#### [Action item]
Using the superFreq discussion, decide whether each statement agrees with the text. Answer yes or no for each, and quote the exact words of the text that decide it.
(a) A germline heterozygous variant with 65% VAF is assigned a 35% BAF in the CNA analysis.
(b) Variants used in CNA calling must have a VAF between 1% and 99%.
(c) Clonality and copy number call are assigned to the different segments jointly.

#### [Provided passage]
--- START ---

5- Finally, the genome is segmented into copy number regions based on the coverage LFC and BAF. The capture regions for each gene are merged and hierarchical clustering is performed. The most similar adjacent segments are merged recursively, with a distance measure comparing LFC and BAF. The ploidy of the sample is then determined from the ratio of the coverage LFC with respect to the reference normals. Different segments are assigned clonality (sample cellular fraction) and copy number call independently.

ChristofferFlensburg commented 9 months ago

Hi!

Happy to see that it's running and you're getting output!

I think some of these questions are covered in the manual (in the "manual" directory here in github repo). It's old, but most the information on the output should still be accurate. I'll try to answer some questions on the algorithm, and see if some of the others are in manual, otherwise ask again if still relevant.

BAF in superFreq is the allele frequency of the allele that is below 50% in the studied sample. MAF in data bases like dbSNP or exac usually refers to the lower population frequency. In superFreq code and annotation im a bit sloppy and BAF and MAF are used interchangeable, but for superFreq analysis, it's referring to the lower VAF, ie a germline het variant with 65% VAF is assigned a 35% BAF in the CNA analysis.

2: somatic variants in samples without matched normals are called against dbSNP and exac, so just variants that are not flagged from the QC part, and are not present or at low MAF in population databases. This will call rare germline variants as somatic variants, which is somewhat mitigated by the clonal tracking, where variants that are at consistent with 100% clonality in all samples of an individual (so the tumor and the matched normal in your case) will get a "germline" flag in the somaticVariants output.

The variants used in CNA calling are variants that make it through QC filtering, have high MAF in population databases (>1% if I recall correctly), and have a VAF between 5% and 95%. The VAF cut is a compromise to catch heterozygous variants even if there is a high purity LOH event (which can shift VAF towards 0 or 1 depending on purity of the event) and not catch too much noise from low VAF, or catch homozygous variants too close to VAF=1. This removes sensitivity to CNN LOH present in > 90% of the cells in samples without matched normal, as the heterozygous germline variants will be mostly outside of the 5%-95% range, but I added in a cute lite rescue mechanism where it's looking for regions with a significant absence of heterozygous variants, and calls those as LOH. We've had a couple cute cases where that found things we would've missed otherwise, and it can also capture regions of LOH in the normal germline (this can spot consanguineous germline variants/regions, so beware on what the consent and ethics are on looking at germline variants in your cohort).

--- END ---

#### [Provided information]
--- START ---

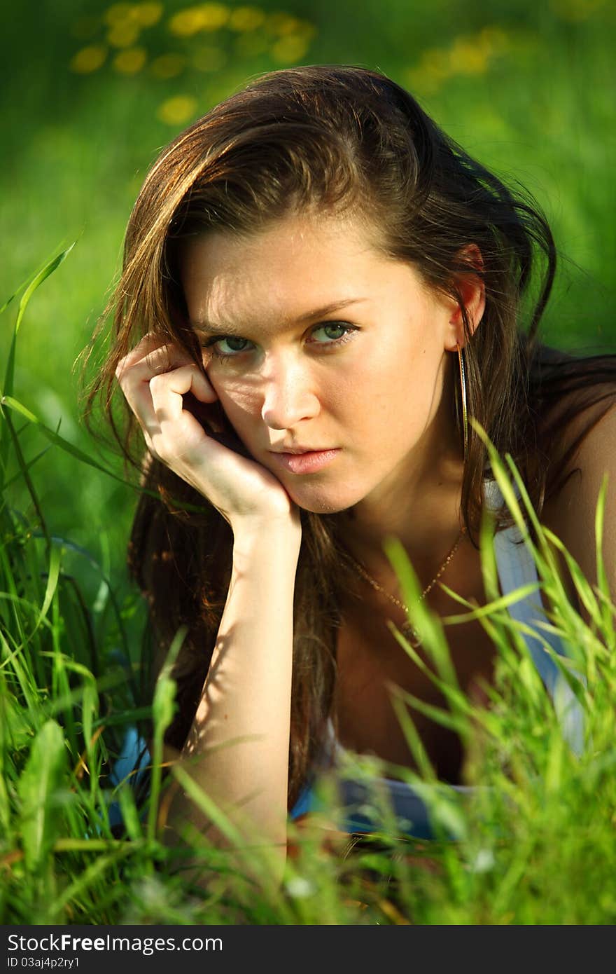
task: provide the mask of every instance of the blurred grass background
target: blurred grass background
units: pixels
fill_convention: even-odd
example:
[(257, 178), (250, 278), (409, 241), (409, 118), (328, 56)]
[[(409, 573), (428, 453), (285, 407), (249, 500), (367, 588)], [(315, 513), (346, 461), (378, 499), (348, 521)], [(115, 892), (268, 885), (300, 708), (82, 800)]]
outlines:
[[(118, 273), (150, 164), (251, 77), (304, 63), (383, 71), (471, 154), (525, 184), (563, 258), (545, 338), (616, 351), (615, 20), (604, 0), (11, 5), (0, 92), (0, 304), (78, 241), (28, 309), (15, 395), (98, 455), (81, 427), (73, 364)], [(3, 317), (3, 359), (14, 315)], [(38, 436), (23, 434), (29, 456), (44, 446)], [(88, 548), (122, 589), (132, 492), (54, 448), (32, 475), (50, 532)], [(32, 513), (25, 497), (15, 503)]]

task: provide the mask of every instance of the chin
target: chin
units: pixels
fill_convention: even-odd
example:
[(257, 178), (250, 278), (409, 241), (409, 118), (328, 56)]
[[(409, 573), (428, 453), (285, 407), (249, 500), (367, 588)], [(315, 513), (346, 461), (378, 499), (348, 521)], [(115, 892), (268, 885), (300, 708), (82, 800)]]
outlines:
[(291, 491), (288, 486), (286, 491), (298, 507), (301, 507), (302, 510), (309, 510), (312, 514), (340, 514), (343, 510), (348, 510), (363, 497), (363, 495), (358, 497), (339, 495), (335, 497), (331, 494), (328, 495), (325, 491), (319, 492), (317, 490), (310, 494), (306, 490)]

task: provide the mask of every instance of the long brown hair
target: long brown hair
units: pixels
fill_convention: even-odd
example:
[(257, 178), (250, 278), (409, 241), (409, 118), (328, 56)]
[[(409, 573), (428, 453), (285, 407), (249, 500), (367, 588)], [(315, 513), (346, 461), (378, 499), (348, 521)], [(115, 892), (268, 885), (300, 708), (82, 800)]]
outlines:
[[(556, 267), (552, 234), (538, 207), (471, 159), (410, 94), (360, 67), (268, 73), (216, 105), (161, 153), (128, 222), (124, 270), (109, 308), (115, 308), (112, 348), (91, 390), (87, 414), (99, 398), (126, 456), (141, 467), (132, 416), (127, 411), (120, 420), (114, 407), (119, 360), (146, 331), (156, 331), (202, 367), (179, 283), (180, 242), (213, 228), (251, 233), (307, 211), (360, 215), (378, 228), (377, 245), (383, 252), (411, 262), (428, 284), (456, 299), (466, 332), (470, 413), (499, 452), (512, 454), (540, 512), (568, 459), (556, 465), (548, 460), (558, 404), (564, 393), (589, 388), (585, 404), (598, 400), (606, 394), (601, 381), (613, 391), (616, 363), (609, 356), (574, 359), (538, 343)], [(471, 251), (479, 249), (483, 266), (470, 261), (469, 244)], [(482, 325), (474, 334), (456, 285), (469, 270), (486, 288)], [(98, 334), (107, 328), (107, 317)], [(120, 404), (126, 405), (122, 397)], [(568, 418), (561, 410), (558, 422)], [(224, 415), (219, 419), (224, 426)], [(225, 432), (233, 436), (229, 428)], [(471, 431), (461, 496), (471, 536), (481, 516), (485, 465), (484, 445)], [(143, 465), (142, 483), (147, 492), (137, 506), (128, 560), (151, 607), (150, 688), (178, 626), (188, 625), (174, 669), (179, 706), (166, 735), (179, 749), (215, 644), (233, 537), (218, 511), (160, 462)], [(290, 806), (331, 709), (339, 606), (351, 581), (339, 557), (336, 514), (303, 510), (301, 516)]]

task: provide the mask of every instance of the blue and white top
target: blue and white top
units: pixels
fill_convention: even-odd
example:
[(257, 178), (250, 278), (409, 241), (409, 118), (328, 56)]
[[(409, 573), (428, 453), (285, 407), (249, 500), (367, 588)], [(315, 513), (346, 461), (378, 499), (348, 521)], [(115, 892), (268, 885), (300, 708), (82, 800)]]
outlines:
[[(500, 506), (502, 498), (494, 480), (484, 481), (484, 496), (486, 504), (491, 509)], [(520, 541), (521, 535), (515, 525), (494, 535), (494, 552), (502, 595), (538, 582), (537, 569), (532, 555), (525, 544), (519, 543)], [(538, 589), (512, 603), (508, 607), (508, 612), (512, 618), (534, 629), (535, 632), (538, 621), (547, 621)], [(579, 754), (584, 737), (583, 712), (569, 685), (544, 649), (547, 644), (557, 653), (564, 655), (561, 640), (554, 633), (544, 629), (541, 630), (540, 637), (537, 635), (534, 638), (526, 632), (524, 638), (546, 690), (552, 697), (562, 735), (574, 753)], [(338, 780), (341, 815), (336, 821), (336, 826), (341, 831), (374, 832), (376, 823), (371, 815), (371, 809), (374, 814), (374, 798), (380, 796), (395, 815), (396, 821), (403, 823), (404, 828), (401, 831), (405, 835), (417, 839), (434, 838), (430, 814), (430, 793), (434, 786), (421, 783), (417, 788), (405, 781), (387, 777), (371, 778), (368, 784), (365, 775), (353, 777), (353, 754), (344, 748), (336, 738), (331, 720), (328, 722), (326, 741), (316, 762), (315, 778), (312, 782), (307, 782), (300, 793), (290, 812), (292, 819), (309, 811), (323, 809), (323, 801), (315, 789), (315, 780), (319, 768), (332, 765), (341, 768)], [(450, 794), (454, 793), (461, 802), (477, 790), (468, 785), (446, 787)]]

--- END ---

#### [Task result]
(a) Yes: "a germline het variant with 65% VAF is assigned a 35% BAF in the CNA analysis"
(b) No: "have a VAF between 5% and 95%"
(c) No: "Different segments are assigned clonality (sample cellular fraction) and copy number call independently."